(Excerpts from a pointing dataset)
------------------------------------------------

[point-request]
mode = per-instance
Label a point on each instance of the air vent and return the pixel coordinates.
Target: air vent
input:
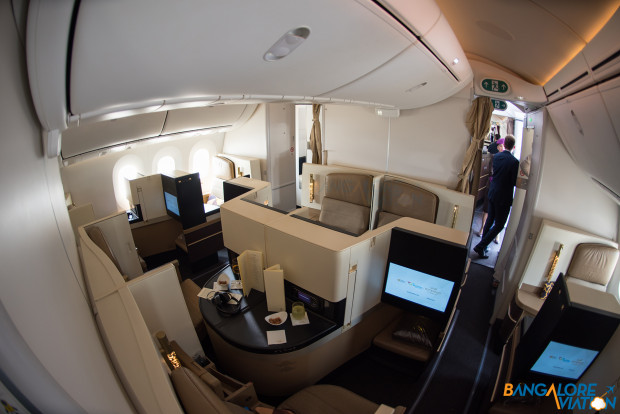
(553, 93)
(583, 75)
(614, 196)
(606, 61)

------------------------------------------------

## What needs to be done
Reproduce the records above line for line, leaving out the pictures.

## Solution to this problem
[point-request]
mode = per-instance
Label a point on each instance of the air vent and return the pixel coordinates.
Target: air vent
input:
(553, 93)
(583, 75)
(614, 196)
(606, 61)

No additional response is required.